--- Start TEXT SHOWN ---
- Route 77 highlighted in red

Route information
- Maintained by RIDOT
- Length: 14.3 mi (23.0 km)

Major junctions
- South end: Rhode Island Road in Little Compton
- Route 179 in Tiverton Route 177 in Tiverton
- North end: Route 24 / Route 138 in Tiverton

Location
- Country: United States
- State: Rhode Island
- Counties: Newport

Highway system
- Rhode Island Routes;
| ← Route 51 |  | → Route 78 |

= Rhode Island Route 77 =

State highway in Newport County, Rhode Island, US

Route 77 is a state highway in the U.S. state of Rhode Island. It runs approximately 14 mi from Rhode Island Road in Little Compton to Route 24 in Tiverton.
--- End TEXT SHOWN ---
● **WHAT IS ASKED**
**A.** For each statement, say whether the text on Rhode Island Route 77 agrees with it, answering yes or no and quoting the deciding words: (i) Route 77 is maintained by RIDOT. (ii) The north end of Route 77 is in Little Compton. (iii) Route 77 lies in Providence County.
**B.** According to the text on Rhode Island Route 77, how long is the route in kilometers?
The records are separate material, unrelated to the Route 77 text.
--- Start RECORDS SUPPLIED ---
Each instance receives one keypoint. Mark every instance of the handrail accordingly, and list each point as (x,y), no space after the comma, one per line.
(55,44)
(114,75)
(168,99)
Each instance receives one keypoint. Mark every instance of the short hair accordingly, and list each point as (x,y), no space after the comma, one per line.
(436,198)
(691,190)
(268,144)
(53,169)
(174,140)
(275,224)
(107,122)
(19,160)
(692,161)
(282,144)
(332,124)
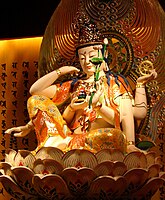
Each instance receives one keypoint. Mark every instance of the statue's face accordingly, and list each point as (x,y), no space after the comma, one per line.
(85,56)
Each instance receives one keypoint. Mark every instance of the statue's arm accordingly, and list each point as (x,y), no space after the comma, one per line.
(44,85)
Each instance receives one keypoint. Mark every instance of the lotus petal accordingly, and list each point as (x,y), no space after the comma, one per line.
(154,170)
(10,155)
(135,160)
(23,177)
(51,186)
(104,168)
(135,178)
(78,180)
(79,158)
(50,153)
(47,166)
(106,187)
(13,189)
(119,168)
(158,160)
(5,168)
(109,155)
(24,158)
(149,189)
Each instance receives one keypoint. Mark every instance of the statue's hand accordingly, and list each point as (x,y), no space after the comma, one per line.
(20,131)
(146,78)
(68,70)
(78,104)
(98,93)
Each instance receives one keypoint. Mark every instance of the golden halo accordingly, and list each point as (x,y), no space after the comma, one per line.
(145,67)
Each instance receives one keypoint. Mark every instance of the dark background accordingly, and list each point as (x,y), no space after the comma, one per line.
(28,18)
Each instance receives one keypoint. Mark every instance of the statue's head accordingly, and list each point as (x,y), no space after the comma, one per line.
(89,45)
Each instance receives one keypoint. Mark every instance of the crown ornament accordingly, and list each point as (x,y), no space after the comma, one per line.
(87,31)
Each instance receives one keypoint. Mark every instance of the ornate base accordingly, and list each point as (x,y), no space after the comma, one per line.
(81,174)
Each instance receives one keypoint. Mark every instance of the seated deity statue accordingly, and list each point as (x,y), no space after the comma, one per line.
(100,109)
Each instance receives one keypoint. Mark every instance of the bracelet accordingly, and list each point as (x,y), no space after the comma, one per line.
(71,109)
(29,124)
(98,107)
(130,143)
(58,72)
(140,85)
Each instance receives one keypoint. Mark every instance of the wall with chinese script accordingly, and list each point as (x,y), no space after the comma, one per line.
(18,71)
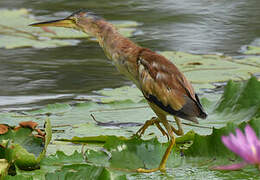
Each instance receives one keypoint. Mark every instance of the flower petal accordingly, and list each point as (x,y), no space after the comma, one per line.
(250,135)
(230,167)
--- End RECORDS SUPPLIED ---
● **OUTPUTS IN ORDER**
**A.**
(i) Yes: "Maintained by RIDOT"
(ii) No: "North end: Route 24 / Route 138 in Tiverton"
(iii) No: "Counties: Newport"

**B.** 23.0 km